── SOURCE TEXT

Published by Innen, Senta Simond’s first zine pulls from test shots, screenshots and research from her iPhone – or, as she puts it, “weird things that I get excited about”
Geneva-born photographer Senta Simond’s oeuvre has always been delicately attuned to the connections – between people, places, memories, objects – that give life texture and the feeling of “realness”. It only made sense that for her first zine, From my telephone, Shampoo girl, Flower bed, she chose to collaborate with Aaron Fabian, of the legendary independent publisher Innen. “I don’t think there’s another publisher I would do it with,” she explains. “I’ve known Aaron for a long time, not intimately, but there was a connection. It just felt very natural.”
The two had spoken of producing a zine together for some time, but it wasn’t until the photographer attended Innen’s 18th-anniversary book launch in Paris earlier this year that she was inspired to use archival material – test shots, screenshots, research, “weird things that I get excited about” – pulled from her iPhone that had never been shown before. Entrusting her material to Fabian, the publisher edited and selected the layout of images, engaging them in progressive, raw dialogue. “I think it’s good sometimes to leave your material to other people,” Simond reflects, “and the way [Fabian] is editing things, it’s often not about a final, finished project. It’s more about the outside things that you often wouldn’t see with an artist. He is just really interested in going into the intimate and the personal.”
Accordingly, the tender zine – which borrows its “poetic and strange” title from three of Simond’s favourite songs – is about bare process, rather than a glossy final image. To patiently sift through her personal photos, which date from as far back as 2017, was an exercise in being soft and vulnerable with herself. “It’s funny because some images, I thought I’d never use – I didn’t even like them,” Simonds muses, “but I find them so beautiful now and I’m happy to look at them … Never throw anything out!”

────
── PROVIDED DATA

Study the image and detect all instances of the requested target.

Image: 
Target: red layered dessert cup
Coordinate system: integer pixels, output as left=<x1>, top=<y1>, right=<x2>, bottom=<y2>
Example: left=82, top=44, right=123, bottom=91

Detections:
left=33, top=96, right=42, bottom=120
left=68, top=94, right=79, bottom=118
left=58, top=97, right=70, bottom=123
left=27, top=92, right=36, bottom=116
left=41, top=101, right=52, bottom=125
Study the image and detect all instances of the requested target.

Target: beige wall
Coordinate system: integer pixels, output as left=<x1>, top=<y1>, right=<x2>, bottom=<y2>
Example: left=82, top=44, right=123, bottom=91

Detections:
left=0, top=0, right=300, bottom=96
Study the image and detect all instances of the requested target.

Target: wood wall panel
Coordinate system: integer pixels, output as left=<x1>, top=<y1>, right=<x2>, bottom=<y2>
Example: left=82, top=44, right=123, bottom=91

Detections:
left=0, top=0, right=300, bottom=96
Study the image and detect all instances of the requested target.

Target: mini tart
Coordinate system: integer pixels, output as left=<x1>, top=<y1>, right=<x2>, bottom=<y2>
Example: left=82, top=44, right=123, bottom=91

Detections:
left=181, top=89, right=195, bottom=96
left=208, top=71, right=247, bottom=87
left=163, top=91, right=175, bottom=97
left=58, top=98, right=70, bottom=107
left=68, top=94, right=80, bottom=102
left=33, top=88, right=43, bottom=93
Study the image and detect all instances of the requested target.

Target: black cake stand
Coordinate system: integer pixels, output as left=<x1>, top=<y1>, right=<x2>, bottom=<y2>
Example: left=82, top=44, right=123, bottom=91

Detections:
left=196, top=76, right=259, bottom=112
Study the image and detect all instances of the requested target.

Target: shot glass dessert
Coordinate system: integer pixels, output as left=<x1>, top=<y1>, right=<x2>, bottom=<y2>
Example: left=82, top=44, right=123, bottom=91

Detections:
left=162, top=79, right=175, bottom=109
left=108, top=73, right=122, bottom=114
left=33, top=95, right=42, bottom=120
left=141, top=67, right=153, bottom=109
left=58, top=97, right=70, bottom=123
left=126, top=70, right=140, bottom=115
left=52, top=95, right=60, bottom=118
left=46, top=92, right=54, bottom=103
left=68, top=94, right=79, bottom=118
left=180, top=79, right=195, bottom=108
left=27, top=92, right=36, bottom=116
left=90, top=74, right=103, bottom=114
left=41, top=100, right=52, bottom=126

────

◆ WORK TASK: List every kind of archival material from Simond's iPhone that the article on Senta Simond's zine names as sources for the zine. Rely only on the article about Senta Simond's zine; the data plays no part in this exercise.

◆ YOUR RESPONSE:
- Test shots
- Screenshots
- Research
- "Weird things that I get excited about"